╔══

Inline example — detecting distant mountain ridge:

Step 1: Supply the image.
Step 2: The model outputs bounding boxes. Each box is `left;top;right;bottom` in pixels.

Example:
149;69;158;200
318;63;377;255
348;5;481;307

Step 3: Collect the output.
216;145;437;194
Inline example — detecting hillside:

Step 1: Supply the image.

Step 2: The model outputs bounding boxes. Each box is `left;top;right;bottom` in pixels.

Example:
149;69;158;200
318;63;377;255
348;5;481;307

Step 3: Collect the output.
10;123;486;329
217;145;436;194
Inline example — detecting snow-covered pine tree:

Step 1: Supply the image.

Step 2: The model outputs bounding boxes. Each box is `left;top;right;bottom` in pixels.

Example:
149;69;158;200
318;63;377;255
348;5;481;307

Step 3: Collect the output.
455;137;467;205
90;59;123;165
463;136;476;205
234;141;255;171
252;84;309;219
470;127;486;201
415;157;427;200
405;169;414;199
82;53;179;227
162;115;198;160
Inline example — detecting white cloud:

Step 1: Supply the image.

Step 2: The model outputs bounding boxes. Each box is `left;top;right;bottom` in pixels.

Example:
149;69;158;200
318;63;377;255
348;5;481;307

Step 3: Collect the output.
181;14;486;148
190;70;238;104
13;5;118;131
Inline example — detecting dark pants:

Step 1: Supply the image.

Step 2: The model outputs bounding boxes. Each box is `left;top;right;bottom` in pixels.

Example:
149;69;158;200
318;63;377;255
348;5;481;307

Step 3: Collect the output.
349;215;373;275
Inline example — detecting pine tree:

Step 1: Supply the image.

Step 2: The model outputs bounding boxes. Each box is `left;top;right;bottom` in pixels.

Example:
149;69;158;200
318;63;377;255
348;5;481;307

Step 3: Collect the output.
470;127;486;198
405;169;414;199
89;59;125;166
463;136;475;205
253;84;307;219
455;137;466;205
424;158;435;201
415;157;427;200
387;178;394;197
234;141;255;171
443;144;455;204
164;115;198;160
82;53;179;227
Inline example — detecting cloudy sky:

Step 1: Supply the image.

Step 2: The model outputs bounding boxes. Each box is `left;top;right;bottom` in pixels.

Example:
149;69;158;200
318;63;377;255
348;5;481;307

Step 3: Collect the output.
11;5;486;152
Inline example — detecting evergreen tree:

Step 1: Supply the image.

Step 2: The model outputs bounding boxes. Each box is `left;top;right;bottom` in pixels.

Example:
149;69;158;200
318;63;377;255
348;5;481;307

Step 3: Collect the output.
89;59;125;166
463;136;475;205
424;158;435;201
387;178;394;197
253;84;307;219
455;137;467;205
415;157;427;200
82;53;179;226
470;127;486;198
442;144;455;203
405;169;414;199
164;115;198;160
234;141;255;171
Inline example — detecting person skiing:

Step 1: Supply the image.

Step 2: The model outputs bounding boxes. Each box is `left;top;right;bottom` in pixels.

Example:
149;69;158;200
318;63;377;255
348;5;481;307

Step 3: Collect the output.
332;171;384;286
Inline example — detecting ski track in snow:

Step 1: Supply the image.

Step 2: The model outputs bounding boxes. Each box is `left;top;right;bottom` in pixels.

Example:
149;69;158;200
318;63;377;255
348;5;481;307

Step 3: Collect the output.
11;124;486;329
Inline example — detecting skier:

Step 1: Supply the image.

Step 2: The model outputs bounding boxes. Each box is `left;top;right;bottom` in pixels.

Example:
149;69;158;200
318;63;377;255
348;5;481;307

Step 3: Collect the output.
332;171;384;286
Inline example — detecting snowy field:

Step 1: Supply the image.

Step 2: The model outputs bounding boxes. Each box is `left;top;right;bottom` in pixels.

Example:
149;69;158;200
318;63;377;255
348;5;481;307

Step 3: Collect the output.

╚══

◆ **PROBLEM TO SOLVE**:
Copy every line of the records above word for word, changing nothing.

◆ **FINAL RESULT**:
Inline example — detecting distant mountain ridge:

Step 1: Supply the image.
Step 2: The model outputs bounding boxes. Each box is `left;top;right;bottom` in pixels.

Example:
149;69;158;200
318;63;377;255
348;5;481;307

Step 3: Collect the output.
216;145;437;194
Inline example — detecting hillside:

Step 1: Supply the image.

Step 2: The model outputs bounding boxes. Each box is `left;top;right;bottom` in pixels.

Example:
149;69;158;200
318;63;377;255
348;5;481;307

Step 3: Collect the output.
10;123;486;329
217;145;436;194
Inline example — detecting snow-covered pine tree:

Step 1: Supply the image.

Step 2: The model outputs bounding boxes. Each box is `left;top;right;bottom` in pixels.

Example:
149;69;158;200
318;63;377;255
348;5;481;307

Step 3: Collect the output.
455;137;467;205
90;59;123;165
463;136;476;205
234;141;255;171
252;84;309;219
470;127;486;201
415;157;427;200
405;169;414;199
82;53;179;227
162;115;198;160
Inline example — detecting white cloud:

Step 1: Supply the image.

Step 2: The model outputs bounding boxes. Each box is `left;top;right;bottom` in pixels.

Example:
149;69;158;200
318;63;377;255
348;5;481;307

Step 3: Collect the output.
181;14;486;148
190;70;238;104
13;5;118;131
Inline example — detecting dark pants:

Step 1: Supply the image.

Step 2: The model outputs bounding boxes. Each box is `left;top;right;bottom` in pixels.

Example:
149;69;158;200
318;63;377;255
348;5;481;307

Step 3: Collect the output.
349;215;373;275
Inline example — detecting pine tree:

Step 1: Supply the image.

Step 2: The model outputs bounding boxes. Each box is `left;top;right;bottom` in pixels.

Example:
149;69;158;200
318;63;377;255
348;5;481;307

Step 3: Collect the output.
470;127;486;198
405;169;414;199
89;59;125;166
463;136;475;205
253;84;307;219
455;137;466;205
424;158;435;201
415;157;427;200
387;178;394;197
234;141;255;171
443;144;455;204
164;115;198;160
82;53;179;227
Inline example — detecting cloudy sky:

Step 1: Supply the image.

Step 2: The model outputs bounding boxes. Each box is `left;top;right;bottom` in pixels.

Example:
149;69;158;200
318;63;377;255
348;5;481;307

Step 3: Collect the output.
11;5;486;152
Inline example — detecting evergreen tree:

Step 1: Supply the image.

Step 2: The model outputs bounding boxes. Each box is `left;top;right;bottom` in pixels.

Example:
149;69;158;200
318;63;377;255
348;5;481;307

Step 3: Collect the output.
89;59;125;166
463;136;475;205
424;158;435;201
387;178;394;197
253;84;307;219
455;137;467;205
415;157;427;200
82;53;179;226
470;127;486;198
442;144;455;203
405;169;414;199
164;115;198;160
234;141;255;171
Inline example — detecting person skiing:

Step 1: Supply the image.

Step 2: The model outputs bounding boxes. Each box is `left;top;right;bottom` in pixels.

Example:
149;69;158;200
318;63;377;255
348;5;481;307

Step 3: Collect the output.
332;171;384;286
Inline example — detecting ski track in snow:

Step 1: Supply the image.

Step 2: The model outputs bounding boxes. Each box is `left;top;right;bottom` in pixels.

Example:
149;69;158;200
318;63;377;255
348;5;481;307

Step 3: Collect the output.
11;124;486;329
Inline example — detecting skier:

Step 1: Supply the image.

Step 2: The model outputs bounding boxes. Each box is `left;top;right;bottom` in pixels.

Example:
149;69;158;200
318;63;377;255
348;5;481;307

Step 3: Collect the output.
332;171;384;286
Inline example — detecting snowy field:

Step 1: Supply the image.

Step 2: The model outputs bounding boxes. Each box is `left;top;right;bottom` in pixels.

Example:
149;69;158;200
318;63;377;255
348;5;481;307

Step 3: Collect the output.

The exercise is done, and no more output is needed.